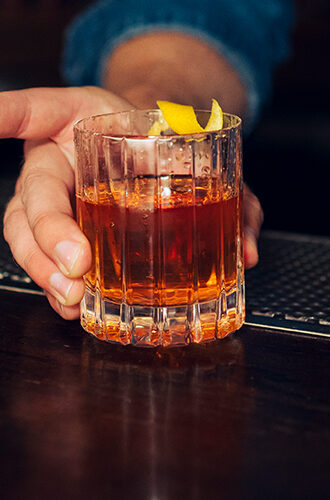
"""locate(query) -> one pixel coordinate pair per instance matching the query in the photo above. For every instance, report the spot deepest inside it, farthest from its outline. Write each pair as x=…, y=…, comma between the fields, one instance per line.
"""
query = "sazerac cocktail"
x=164, y=219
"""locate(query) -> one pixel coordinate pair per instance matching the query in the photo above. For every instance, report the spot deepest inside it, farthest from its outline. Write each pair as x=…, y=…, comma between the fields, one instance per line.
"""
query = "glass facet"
x=163, y=215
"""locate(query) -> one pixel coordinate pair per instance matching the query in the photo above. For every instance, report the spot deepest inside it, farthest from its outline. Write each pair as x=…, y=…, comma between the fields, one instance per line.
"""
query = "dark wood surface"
x=243, y=418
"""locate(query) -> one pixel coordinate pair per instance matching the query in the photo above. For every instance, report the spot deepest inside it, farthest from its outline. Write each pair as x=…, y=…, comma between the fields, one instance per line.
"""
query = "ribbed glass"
x=163, y=215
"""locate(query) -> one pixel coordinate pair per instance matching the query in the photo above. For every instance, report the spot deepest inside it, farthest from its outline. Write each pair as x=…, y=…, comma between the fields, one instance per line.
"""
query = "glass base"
x=162, y=326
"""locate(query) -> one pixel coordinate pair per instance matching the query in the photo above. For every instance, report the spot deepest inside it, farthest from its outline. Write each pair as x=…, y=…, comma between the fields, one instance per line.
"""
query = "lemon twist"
x=182, y=119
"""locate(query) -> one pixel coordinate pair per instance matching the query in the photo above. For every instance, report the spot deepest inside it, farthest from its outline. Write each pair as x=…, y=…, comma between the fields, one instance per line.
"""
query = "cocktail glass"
x=163, y=215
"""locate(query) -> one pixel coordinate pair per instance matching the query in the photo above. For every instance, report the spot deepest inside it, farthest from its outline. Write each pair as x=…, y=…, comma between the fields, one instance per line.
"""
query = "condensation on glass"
x=163, y=216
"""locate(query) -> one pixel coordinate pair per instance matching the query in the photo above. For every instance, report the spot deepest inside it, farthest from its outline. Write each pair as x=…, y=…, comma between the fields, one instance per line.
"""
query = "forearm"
x=175, y=67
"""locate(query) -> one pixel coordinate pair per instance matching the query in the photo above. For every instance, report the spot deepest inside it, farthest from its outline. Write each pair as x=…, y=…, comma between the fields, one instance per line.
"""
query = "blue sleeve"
x=252, y=35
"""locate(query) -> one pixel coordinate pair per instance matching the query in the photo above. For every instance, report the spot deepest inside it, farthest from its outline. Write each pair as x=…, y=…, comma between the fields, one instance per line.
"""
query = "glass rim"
x=77, y=126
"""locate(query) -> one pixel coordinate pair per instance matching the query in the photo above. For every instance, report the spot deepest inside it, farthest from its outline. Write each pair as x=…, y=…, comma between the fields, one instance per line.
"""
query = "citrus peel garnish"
x=183, y=121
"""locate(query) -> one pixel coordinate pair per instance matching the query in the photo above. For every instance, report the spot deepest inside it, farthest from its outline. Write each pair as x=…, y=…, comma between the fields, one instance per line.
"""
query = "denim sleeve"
x=253, y=36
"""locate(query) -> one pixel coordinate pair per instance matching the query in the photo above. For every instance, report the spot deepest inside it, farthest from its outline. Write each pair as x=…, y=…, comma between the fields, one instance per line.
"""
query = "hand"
x=252, y=220
x=38, y=224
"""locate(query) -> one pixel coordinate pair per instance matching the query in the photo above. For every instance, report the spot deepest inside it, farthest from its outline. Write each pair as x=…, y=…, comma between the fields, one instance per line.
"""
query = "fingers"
x=30, y=257
x=38, y=225
x=252, y=220
x=45, y=188
x=41, y=113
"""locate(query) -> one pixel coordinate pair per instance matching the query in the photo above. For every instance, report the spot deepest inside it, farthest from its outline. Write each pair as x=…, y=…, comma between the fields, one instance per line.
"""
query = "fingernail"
x=61, y=286
x=67, y=253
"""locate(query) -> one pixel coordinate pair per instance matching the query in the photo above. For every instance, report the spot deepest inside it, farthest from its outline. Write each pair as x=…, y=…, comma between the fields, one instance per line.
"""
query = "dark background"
x=286, y=159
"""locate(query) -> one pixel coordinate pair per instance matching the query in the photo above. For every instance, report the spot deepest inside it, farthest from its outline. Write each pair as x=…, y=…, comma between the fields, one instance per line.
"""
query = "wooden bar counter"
x=246, y=417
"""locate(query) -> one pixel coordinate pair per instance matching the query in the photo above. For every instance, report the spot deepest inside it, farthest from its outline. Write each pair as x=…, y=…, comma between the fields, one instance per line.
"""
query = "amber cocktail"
x=163, y=215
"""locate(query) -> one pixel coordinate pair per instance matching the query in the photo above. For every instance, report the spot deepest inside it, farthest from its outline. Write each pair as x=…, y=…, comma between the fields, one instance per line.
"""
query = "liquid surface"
x=161, y=241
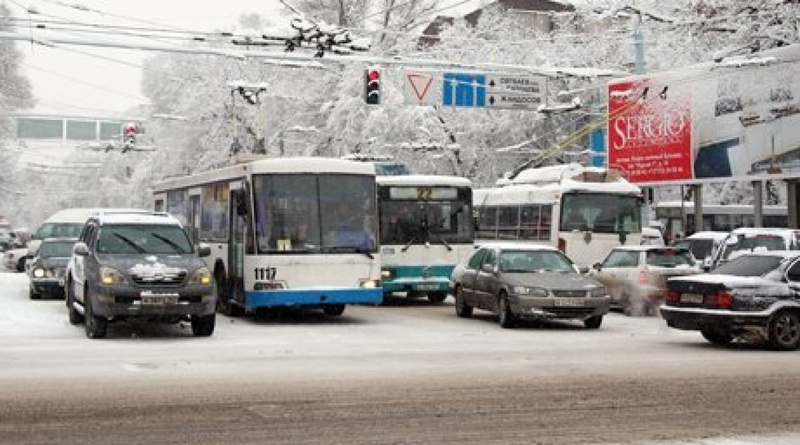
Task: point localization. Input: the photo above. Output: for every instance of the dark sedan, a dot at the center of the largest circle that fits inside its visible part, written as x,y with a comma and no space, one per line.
47,268
754,297
532,282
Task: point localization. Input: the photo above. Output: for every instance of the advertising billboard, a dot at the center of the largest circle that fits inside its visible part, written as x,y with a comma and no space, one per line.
730,119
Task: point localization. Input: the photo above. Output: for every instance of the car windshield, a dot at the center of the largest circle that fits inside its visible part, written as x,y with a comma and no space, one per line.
55,249
534,261
669,258
750,265
143,238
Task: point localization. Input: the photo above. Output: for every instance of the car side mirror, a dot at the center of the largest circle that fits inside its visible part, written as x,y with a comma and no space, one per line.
80,248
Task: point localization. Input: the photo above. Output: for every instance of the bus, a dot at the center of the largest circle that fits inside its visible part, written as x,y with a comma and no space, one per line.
583,211
284,232
716,217
426,228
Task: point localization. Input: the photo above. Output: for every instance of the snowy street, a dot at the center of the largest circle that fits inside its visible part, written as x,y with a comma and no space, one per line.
391,374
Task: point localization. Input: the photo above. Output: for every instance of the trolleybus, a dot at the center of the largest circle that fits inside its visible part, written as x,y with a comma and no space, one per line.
298,232
584,211
426,228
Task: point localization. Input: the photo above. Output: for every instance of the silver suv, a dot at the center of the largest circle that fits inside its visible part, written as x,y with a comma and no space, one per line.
138,266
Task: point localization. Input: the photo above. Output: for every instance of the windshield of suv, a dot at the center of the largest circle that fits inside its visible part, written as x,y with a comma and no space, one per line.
55,249
749,265
143,239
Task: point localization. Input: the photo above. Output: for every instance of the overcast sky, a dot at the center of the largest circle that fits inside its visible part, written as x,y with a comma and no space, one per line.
87,80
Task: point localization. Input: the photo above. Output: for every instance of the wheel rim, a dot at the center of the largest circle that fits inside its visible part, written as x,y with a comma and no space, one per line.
787,329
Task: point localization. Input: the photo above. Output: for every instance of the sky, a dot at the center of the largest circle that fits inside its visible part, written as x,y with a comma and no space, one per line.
77,79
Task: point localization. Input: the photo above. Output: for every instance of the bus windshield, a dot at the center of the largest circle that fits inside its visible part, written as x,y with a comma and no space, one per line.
600,213
418,222
315,213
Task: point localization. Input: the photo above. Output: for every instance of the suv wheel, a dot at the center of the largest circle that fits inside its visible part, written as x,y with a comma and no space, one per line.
95,326
504,314
203,325
593,322
784,331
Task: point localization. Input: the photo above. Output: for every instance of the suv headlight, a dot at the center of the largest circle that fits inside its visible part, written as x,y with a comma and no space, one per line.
109,276
530,291
201,276
598,292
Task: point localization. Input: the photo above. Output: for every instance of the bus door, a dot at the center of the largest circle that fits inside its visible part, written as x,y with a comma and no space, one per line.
236,243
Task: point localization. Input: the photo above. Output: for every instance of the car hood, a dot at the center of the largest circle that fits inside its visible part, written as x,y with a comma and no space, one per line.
731,282
552,280
147,265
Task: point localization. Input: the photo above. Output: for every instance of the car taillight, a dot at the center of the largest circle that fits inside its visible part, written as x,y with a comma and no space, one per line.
673,296
720,299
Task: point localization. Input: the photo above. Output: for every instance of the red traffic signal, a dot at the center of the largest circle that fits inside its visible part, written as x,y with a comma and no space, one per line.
373,87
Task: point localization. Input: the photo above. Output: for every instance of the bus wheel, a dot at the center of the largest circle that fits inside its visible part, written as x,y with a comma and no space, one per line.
333,310
437,297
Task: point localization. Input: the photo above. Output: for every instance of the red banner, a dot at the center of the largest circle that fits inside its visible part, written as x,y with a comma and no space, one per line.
649,132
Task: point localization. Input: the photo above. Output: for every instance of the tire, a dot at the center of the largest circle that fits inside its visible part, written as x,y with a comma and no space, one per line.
75,317
784,331
593,322
224,304
463,310
203,325
437,297
333,310
96,327
717,336
504,314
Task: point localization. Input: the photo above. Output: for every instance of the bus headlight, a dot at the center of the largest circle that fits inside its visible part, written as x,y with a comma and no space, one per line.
530,291
201,276
368,284
109,276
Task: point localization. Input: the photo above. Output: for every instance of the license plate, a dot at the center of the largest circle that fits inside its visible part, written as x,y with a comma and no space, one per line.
159,299
692,298
428,287
569,302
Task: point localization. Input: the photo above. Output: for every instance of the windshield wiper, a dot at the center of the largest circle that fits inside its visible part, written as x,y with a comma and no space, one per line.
129,242
169,242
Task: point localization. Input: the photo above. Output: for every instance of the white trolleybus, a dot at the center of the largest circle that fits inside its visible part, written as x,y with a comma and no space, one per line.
426,227
584,211
299,232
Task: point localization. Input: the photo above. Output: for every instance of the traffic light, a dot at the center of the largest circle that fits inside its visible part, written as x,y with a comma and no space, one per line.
373,87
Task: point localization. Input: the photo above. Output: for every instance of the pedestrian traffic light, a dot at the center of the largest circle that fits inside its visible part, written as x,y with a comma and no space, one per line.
373,86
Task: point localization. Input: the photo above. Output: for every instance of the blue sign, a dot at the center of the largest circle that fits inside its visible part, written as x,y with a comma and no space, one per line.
464,90
598,148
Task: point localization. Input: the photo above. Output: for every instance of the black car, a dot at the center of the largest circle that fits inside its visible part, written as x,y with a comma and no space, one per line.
139,266
527,282
47,269
754,297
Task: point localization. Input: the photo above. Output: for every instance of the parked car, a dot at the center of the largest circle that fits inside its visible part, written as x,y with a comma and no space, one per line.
47,269
635,276
138,266
703,245
530,282
750,239
15,259
755,296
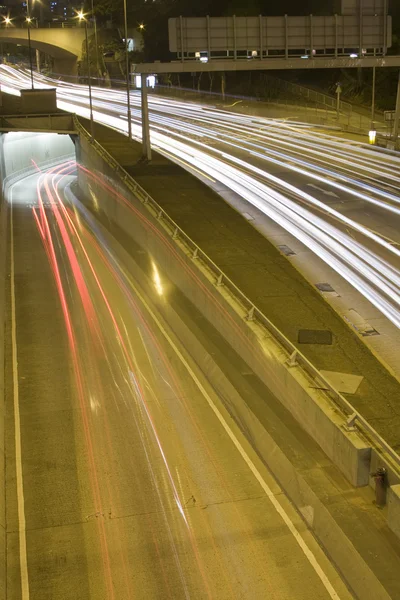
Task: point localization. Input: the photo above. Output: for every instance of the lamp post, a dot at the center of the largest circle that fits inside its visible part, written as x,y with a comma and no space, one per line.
128,95
29,21
81,18
95,41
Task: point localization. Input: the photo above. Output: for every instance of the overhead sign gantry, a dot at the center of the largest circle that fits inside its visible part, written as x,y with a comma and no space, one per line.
359,37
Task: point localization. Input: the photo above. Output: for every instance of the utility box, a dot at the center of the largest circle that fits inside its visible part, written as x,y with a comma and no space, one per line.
38,102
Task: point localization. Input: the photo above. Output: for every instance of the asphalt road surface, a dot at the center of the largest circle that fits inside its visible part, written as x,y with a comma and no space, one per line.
125,476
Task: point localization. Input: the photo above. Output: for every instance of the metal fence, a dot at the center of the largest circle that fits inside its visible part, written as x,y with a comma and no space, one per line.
354,420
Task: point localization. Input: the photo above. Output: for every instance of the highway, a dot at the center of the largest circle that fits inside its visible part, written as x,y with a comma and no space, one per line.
131,481
337,197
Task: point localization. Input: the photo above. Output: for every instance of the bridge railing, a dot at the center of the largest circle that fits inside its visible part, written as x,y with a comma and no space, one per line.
354,420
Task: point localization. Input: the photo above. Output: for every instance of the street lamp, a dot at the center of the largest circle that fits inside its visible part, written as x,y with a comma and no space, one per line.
128,96
81,18
95,42
29,21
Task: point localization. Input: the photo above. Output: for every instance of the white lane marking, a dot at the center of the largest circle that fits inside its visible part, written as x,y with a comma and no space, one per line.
326,192
275,502
18,455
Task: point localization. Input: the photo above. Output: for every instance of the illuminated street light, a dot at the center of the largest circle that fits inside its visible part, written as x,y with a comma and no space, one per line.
127,74
29,21
81,18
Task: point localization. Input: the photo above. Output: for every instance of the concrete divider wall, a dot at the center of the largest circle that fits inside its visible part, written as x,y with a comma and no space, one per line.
309,405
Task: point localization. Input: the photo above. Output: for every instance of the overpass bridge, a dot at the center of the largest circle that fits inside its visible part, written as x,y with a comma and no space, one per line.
63,45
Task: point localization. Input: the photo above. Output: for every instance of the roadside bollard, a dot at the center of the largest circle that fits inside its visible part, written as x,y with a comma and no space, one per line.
380,486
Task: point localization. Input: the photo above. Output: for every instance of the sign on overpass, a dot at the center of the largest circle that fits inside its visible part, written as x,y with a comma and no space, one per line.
262,37
364,7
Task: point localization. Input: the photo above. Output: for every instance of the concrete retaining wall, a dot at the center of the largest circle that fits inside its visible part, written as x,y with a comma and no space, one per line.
3,254
16,153
297,391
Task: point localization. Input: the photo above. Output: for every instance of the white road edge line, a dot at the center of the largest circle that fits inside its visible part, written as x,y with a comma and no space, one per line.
279,509
17,422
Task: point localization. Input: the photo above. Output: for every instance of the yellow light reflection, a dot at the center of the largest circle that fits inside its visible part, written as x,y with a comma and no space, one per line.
157,280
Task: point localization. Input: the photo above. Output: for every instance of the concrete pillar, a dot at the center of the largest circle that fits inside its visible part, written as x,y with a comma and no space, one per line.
67,67
146,147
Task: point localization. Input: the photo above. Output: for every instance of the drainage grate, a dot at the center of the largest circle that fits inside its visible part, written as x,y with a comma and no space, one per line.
286,250
315,336
324,287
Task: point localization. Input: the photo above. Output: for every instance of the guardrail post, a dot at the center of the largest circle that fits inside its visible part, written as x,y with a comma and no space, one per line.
250,314
351,422
380,486
292,360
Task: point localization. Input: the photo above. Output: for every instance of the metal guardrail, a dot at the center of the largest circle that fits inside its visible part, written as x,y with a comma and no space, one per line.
312,95
354,420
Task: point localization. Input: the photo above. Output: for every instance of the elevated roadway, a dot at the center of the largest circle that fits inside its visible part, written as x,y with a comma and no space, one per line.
332,204
131,479
126,444
64,45
267,64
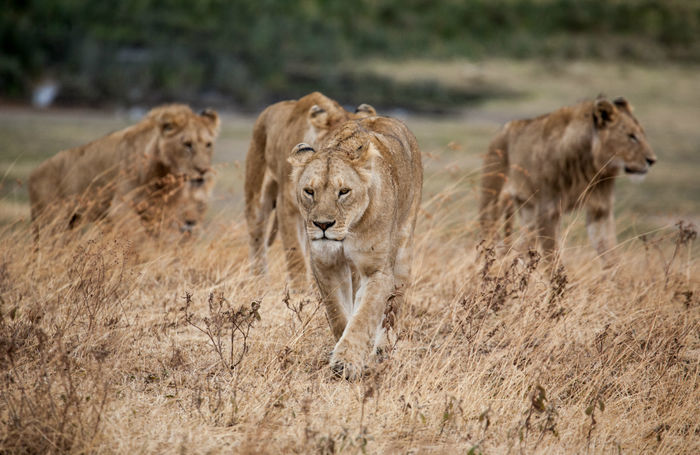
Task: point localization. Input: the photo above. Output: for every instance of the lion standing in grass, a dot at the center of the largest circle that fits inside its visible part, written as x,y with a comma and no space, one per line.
279,128
359,197
547,166
115,176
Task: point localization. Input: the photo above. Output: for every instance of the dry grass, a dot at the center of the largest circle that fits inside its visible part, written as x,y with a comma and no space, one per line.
109,343
114,347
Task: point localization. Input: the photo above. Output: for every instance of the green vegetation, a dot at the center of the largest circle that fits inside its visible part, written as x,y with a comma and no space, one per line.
253,52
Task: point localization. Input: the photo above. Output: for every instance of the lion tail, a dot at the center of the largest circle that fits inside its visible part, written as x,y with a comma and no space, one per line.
494,175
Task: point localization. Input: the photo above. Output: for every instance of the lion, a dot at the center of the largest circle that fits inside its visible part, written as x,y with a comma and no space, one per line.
178,206
359,197
192,204
279,128
568,159
113,176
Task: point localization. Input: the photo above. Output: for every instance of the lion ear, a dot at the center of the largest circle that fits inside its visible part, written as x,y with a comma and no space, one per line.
623,104
365,110
301,153
365,154
212,118
318,116
168,127
604,113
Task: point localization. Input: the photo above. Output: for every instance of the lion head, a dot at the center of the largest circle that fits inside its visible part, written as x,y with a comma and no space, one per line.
621,142
186,140
332,186
192,202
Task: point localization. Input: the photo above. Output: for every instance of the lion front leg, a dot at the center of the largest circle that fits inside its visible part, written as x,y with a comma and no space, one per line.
334,280
351,351
293,241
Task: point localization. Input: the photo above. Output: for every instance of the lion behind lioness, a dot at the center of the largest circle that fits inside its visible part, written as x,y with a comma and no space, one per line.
279,128
543,167
359,196
115,175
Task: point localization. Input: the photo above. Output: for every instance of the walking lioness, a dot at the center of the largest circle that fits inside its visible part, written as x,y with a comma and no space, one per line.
359,196
543,167
279,128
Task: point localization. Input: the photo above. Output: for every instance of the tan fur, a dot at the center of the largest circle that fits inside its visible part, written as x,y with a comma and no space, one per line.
547,166
119,172
359,197
180,207
279,128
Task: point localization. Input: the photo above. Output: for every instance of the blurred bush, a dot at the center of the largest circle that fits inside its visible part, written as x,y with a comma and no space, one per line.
252,52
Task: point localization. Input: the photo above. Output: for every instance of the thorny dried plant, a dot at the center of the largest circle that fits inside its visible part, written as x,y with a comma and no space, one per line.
226,328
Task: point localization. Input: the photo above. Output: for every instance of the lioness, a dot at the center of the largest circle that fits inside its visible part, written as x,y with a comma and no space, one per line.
180,205
552,164
193,203
279,128
359,197
122,169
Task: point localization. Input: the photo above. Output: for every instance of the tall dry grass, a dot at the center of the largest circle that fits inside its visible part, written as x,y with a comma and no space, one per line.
113,344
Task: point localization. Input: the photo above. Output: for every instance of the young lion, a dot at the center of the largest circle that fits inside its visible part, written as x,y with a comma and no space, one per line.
122,170
555,163
359,197
276,131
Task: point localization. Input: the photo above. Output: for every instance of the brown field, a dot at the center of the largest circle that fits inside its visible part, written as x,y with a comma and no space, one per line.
109,343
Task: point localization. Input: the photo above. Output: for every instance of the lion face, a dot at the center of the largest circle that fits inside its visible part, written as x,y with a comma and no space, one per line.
192,202
622,142
331,190
186,142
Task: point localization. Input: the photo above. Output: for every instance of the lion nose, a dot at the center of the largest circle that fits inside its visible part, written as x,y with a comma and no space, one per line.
323,225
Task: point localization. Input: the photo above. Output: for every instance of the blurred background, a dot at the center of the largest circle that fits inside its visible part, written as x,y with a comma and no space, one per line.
74,70
245,54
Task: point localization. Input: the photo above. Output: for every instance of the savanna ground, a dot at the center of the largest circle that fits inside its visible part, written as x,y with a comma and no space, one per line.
108,344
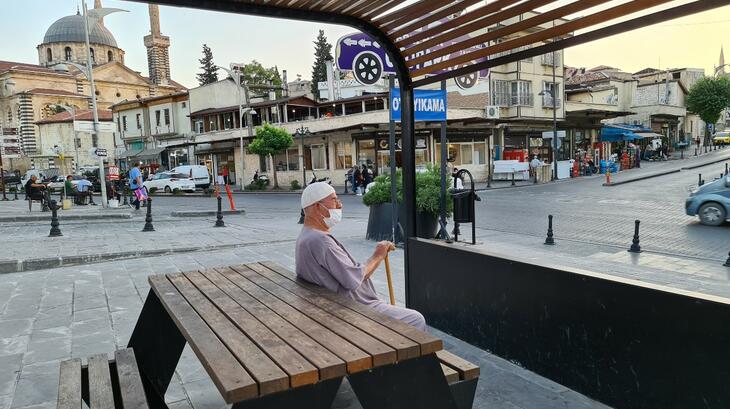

● ● ●

**SHORT PROBLEM**.
How many lines of the material above contain the string "lamp"? Match case exactly and reply with the number alone.

**FINAL ANSWER**.
2